▶ [Your task]:
Return exactly the lines of the entries, from the one with "For every instance of the camera flip-out" to the last.

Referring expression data

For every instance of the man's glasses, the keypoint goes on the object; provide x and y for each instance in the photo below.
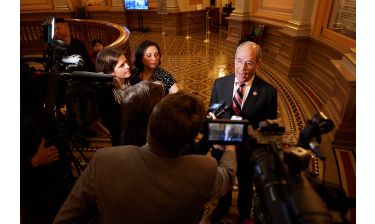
(247, 63)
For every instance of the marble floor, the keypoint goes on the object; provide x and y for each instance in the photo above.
(196, 63)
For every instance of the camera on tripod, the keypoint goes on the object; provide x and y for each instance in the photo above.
(286, 192)
(57, 59)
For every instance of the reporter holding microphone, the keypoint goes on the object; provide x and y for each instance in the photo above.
(154, 183)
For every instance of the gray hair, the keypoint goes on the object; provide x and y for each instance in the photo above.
(259, 50)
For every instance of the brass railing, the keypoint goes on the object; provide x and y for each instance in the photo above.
(112, 35)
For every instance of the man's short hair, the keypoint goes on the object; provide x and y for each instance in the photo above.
(60, 20)
(174, 123)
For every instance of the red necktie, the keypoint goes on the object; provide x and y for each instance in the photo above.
(237, 98)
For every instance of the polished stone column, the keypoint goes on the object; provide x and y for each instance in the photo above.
(117, 5)
(300, 24)
(294, 37)
(63, 6)
(341, 105)
(172, 6)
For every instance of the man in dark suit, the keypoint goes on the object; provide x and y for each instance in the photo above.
(154, 183)
(259, 102)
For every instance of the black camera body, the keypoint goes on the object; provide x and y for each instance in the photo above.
(286, 192)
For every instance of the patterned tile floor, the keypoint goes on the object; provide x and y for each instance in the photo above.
(195, 64)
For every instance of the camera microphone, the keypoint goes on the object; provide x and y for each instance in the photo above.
(83, 75)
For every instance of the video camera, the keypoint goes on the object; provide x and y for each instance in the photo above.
(286, 192)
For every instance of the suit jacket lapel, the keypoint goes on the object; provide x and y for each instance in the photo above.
(253, 96)
(228, 90)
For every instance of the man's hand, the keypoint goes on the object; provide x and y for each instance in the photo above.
(44, 156)
(224, 147)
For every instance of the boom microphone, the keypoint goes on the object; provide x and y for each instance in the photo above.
(83, 75)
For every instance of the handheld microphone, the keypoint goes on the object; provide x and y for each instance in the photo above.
(91, 76)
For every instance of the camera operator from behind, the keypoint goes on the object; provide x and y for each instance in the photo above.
(79, 94)
(154, 183)
(253, 99)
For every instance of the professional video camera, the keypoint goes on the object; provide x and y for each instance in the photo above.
(43, 91)
(286, 192)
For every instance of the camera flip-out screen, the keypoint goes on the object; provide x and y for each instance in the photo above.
(225, 131)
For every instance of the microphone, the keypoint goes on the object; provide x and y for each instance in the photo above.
(270, 126)
(91, 76)
(226, 108)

▶ [Answer box]:
For every instance of the camera flip-out screen, the keypoint goes on the object; provide x and y for each instance in the photo above.
(225, 131)
For every instance of the microphone, the keypoint goes on the object; provide x and y for each instance in the photo above.
(270, 126)
(91, 76)
(226, 108)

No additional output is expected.